SET PROBLEM » Locate each line in the rows below that contains the word "leather", and copy every such line in full.

RECORDS »

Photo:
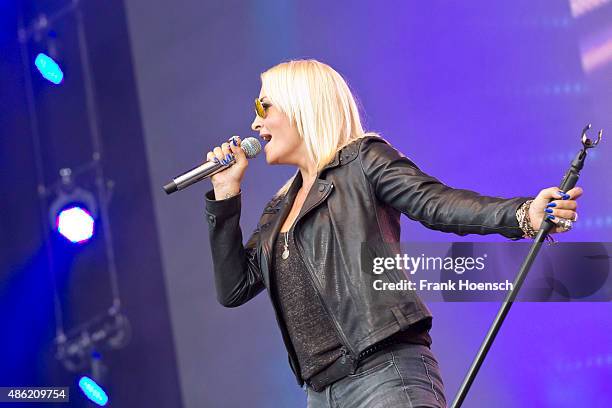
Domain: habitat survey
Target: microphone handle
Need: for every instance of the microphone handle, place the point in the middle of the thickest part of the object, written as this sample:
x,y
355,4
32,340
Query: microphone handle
x,y
194,175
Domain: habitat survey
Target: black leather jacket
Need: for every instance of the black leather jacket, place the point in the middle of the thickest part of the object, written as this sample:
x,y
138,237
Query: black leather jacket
x,y
356,200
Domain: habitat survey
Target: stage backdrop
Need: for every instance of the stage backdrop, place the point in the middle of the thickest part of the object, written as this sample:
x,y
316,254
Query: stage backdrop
x,y
483,95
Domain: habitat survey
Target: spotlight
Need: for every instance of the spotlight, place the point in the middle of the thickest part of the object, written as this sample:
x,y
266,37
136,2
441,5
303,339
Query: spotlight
x,y
74,211
76,224
93,391
49,69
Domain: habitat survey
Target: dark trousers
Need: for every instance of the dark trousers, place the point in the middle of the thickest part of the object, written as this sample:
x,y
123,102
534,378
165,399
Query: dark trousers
x,y
402,375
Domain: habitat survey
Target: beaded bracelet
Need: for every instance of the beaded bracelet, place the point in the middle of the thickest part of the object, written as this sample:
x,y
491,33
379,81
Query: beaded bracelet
x,y
522,216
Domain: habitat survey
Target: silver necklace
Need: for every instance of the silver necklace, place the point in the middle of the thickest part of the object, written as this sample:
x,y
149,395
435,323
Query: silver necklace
x,y
285,253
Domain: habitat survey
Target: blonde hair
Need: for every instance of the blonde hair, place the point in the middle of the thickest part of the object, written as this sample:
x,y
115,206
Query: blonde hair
x,y
319,103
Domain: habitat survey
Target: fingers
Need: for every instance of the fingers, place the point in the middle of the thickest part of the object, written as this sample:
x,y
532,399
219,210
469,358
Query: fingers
x,y
227,152
567,214
575,193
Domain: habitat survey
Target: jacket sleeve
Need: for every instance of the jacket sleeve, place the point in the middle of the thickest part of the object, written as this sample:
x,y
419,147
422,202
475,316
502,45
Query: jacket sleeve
x,y
236,266
398,182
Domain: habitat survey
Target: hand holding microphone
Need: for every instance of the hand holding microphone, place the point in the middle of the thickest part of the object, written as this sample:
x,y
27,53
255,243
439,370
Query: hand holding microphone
x,y
226,166
231,155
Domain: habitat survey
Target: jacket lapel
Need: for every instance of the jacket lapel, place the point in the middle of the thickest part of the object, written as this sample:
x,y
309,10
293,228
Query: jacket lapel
x,y
318,192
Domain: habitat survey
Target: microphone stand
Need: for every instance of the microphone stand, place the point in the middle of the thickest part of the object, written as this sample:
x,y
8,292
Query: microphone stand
x,y
568,182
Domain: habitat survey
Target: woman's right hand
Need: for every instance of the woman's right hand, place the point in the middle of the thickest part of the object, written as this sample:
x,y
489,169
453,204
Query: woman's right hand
x,y
227,182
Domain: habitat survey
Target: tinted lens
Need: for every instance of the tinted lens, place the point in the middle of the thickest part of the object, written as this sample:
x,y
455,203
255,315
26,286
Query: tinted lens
x,y
259,110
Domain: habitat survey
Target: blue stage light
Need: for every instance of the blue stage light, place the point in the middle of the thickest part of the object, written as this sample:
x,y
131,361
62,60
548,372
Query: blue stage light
x,y
93,391
76,224
73,214
49,69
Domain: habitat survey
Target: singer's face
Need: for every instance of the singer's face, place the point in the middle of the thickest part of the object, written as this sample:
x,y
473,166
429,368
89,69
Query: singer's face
x,y
283,143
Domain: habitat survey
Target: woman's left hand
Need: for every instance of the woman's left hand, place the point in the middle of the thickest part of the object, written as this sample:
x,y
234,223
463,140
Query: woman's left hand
x,y
563,205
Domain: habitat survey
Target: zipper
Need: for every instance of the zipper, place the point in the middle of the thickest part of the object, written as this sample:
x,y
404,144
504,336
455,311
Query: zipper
x,y
281,324
341,335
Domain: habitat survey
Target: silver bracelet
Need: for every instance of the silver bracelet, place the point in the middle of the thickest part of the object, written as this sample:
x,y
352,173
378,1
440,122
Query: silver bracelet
x,y
522,216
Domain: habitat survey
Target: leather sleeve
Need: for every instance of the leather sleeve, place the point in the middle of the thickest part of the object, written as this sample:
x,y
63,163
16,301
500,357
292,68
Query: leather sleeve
x,y
236,266
398,182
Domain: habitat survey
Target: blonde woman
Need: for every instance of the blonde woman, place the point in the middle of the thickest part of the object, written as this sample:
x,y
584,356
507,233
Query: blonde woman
x,y
347,346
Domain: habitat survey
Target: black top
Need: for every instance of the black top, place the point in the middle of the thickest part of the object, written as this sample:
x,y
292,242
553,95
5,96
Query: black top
x,y
310,328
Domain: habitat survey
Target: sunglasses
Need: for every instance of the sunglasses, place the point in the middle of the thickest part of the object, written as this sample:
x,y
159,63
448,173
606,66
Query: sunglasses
x,y
261,108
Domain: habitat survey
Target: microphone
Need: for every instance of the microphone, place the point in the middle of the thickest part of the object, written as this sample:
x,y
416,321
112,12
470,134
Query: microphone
x,y
251,147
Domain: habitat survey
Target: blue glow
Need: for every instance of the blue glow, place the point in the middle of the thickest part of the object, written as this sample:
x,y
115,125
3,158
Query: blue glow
x,y
76,224
93,391
49,68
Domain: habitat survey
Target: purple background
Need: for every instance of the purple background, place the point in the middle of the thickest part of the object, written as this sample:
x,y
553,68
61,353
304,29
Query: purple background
x,y
486,96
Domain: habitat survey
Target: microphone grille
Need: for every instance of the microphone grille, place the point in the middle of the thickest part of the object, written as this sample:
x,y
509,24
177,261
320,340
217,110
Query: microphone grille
x,y
251,147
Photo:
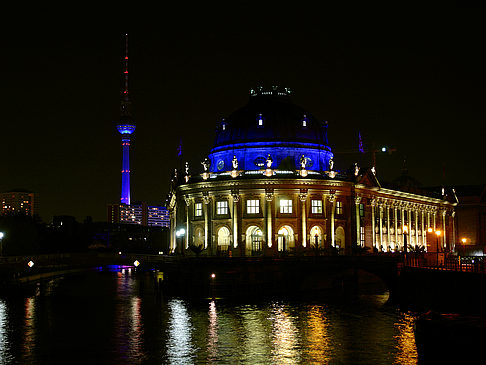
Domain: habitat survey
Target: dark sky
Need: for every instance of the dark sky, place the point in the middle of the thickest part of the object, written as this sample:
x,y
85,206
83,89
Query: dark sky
x,y
415,83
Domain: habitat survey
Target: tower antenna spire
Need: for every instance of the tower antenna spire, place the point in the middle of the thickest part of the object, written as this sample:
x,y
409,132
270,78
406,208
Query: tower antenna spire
x,y
125,127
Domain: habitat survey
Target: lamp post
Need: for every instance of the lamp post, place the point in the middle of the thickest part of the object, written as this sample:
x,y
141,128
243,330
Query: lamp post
x,y
1,243
438,233
180,233
405,232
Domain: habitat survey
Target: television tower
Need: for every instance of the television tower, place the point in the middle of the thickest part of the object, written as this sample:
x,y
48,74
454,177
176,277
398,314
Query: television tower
x,y
125,127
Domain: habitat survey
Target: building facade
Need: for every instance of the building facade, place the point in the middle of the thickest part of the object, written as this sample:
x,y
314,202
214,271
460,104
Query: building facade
x,y
139,213
23,202
268,187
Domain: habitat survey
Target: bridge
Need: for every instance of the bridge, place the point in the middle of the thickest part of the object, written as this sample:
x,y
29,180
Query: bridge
x,y
452,285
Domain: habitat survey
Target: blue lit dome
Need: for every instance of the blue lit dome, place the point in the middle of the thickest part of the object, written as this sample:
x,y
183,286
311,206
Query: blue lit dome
x,y
270,124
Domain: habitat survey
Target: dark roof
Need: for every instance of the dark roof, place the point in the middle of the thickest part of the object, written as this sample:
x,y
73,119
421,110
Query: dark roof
x,y
282,121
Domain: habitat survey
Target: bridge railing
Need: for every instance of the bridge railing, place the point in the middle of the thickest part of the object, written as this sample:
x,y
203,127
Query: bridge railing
x,y
444,261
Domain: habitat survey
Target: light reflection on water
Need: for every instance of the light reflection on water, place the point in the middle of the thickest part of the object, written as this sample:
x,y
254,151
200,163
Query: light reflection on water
x,y
118,318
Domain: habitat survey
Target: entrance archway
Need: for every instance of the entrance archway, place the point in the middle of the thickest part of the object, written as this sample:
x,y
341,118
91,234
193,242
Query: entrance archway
x,y
316,238
339,241
223,240
285,240
254,241
198,238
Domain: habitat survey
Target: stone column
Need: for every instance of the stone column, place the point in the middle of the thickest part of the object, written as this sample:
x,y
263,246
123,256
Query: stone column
x,y
381,227
303,198
207,200
236,199
388,225
395,222
268,204
373,228
444,243
188,204
416,227
332,200
357,201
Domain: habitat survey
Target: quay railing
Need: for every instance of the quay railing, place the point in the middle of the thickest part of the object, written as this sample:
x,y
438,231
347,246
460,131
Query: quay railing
x,y
446,261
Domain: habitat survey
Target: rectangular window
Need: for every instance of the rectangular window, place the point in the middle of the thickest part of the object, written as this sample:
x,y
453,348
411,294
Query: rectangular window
x,y
253,206
222,207
316,206
198,209
285,206
339,207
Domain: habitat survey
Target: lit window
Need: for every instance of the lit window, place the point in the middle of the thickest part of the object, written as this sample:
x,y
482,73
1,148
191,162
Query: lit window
x,y
253,206
222,207
339,207
198,209
285,206
260,120
316,206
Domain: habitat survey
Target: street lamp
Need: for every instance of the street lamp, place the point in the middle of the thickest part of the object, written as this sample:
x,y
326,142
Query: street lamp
x,y
405,232
438,233
1,243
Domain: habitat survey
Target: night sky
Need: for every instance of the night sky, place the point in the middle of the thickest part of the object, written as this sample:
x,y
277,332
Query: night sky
x,y
413,83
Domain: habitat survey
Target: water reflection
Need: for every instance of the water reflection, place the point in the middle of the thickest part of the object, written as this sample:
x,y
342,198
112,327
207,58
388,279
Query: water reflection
x,y
114,317
318,347
405,340
285,340
129,321
4,345
29,329
212,331
179,344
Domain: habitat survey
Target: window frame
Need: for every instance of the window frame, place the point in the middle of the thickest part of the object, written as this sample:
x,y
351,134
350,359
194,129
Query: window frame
x,y
222,207
255,208
196,209
317,206
288,207
339,207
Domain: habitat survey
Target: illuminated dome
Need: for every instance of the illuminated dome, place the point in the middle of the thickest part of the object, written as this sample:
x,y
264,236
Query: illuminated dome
x,y
270,124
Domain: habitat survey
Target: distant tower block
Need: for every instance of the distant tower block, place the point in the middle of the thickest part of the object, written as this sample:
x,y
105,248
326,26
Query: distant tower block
x,y
125,127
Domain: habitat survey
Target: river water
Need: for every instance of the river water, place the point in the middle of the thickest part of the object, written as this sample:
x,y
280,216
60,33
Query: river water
x,y
116,317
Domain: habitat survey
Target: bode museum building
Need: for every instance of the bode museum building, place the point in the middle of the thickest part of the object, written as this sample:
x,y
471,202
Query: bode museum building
x,y
269,187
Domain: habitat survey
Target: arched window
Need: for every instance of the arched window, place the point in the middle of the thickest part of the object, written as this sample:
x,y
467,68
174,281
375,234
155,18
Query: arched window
x,y
254,241
198,238
316,238
339,238
223,239
285,239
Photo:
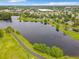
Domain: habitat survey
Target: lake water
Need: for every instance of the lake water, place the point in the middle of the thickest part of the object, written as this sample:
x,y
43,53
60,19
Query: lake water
x,y
40,33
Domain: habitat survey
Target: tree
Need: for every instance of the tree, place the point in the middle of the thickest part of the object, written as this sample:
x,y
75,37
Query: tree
x,y
56,52
1,33
57,27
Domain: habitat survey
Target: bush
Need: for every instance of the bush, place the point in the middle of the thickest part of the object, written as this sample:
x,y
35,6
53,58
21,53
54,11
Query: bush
x,y
56,52
1,33
9,29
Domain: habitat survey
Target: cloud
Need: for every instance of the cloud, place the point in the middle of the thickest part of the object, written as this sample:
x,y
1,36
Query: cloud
x,y
13,0
59,3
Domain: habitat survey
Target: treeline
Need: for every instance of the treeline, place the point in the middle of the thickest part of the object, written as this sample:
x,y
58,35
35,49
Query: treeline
x,y
52,51
5,16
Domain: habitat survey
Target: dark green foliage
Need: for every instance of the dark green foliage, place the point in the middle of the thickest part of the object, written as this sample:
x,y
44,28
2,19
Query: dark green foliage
x,y
54,51
5,16
57,27
1,33
9,29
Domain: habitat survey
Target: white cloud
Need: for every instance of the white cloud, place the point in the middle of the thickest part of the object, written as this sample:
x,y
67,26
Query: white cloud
x,y
59,3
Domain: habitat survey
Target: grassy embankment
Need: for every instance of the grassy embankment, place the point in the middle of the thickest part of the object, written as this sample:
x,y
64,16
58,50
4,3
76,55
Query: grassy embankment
x,y
70,33
10,49
30,46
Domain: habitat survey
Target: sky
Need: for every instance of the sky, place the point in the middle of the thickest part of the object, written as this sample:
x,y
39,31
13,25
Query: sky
x,y
39,2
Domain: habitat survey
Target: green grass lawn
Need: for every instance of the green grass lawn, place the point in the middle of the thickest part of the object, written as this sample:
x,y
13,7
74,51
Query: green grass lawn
x,y
30,46
10,49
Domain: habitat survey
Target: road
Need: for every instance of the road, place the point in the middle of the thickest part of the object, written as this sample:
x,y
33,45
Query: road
x,y
26,48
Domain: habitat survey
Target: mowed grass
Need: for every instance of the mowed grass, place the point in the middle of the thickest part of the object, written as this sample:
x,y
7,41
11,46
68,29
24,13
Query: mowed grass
x,y
10,49
30,46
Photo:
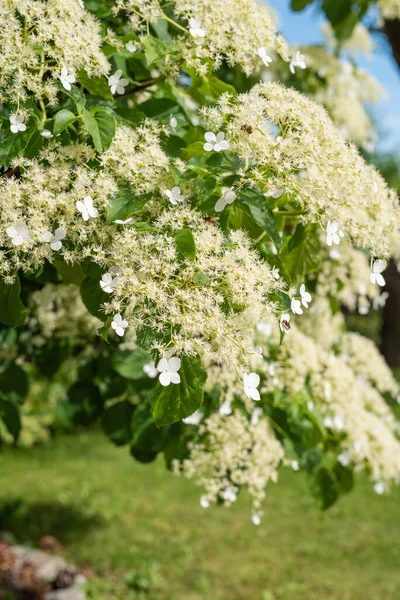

FINISHED EXERCISE »
Target: black leather jacket
Need: for every instance of the black leather jacket, place the point in the middle of the thickest part of the object, written as this sample:
Query: black leather jacket
Target: leather sleeve
Need: for every instance of the leather sleeve, place the point in the middle of the thickest part of the object, written as this sample:
Query: leather sleeve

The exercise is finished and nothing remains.